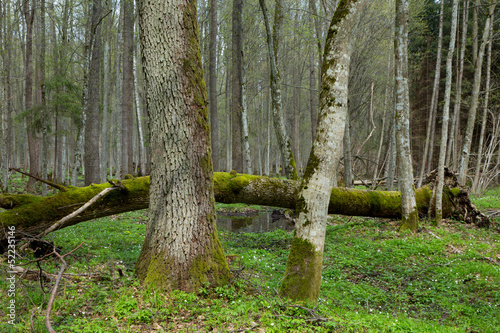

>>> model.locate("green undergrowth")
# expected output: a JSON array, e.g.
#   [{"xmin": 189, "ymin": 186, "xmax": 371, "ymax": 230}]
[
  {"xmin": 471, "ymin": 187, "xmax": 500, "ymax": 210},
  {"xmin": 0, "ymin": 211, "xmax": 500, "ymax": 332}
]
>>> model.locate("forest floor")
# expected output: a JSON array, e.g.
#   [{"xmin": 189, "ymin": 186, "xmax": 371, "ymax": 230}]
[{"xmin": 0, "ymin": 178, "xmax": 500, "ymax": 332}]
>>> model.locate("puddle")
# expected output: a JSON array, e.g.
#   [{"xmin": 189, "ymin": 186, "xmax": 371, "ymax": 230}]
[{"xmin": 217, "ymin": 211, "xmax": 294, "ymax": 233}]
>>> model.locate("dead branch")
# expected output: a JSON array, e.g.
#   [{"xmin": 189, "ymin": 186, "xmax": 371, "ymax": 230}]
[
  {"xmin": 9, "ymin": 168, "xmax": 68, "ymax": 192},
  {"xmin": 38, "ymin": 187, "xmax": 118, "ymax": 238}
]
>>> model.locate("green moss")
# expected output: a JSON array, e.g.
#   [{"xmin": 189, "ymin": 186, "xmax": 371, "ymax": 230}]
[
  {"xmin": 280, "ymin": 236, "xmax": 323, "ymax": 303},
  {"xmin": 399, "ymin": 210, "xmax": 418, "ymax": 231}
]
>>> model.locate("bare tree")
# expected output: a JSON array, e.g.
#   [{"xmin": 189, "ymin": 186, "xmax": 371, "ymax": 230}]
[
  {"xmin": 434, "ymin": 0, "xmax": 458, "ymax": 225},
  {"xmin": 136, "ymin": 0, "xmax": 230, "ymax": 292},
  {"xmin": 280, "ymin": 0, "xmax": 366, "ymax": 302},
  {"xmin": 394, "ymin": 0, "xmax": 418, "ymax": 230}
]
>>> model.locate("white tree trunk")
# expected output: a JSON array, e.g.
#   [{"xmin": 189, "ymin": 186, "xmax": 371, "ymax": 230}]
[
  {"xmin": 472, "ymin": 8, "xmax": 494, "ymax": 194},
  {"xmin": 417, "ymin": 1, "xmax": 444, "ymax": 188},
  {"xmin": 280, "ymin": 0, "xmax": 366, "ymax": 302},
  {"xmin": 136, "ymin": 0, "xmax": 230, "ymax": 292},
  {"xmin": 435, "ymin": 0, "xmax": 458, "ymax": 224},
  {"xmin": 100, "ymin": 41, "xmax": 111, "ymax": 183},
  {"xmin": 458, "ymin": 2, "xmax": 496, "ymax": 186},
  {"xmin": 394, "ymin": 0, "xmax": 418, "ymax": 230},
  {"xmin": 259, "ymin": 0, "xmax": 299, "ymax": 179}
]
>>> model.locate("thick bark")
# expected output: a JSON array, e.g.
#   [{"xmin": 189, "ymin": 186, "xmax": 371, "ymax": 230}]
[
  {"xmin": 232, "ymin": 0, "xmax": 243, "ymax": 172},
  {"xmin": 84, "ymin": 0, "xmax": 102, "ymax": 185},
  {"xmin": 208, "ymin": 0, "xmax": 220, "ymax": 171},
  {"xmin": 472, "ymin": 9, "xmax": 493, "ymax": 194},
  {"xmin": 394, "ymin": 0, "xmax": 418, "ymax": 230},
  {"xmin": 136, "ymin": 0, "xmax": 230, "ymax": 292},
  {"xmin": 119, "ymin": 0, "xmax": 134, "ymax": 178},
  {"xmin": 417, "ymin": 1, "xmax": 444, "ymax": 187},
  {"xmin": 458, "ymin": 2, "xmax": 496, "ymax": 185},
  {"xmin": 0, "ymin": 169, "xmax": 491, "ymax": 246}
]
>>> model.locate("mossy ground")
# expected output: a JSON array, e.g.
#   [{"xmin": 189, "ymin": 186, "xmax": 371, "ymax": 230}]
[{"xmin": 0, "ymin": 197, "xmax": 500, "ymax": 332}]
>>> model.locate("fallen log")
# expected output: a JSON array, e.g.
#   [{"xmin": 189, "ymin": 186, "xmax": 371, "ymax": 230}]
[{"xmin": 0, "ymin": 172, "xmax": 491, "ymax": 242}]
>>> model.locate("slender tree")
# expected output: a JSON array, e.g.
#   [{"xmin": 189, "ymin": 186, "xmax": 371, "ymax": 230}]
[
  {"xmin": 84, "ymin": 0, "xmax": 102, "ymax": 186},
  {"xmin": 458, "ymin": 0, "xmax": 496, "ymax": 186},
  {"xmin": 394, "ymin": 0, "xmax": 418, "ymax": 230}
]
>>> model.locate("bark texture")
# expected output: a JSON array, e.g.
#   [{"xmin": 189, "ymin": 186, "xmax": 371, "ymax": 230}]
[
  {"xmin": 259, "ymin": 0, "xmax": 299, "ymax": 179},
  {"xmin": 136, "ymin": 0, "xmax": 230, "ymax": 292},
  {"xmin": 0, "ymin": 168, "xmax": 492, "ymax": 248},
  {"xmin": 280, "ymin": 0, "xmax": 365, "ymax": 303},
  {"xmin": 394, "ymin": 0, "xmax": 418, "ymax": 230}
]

> [Stated exercise]:
Which lines in the rows above contain the word "bark", matching case exactly? Gather and copy each of those lines.

> [Written solution]:
>>> model.locate("thick bark")
>>> model.locate("bark texture")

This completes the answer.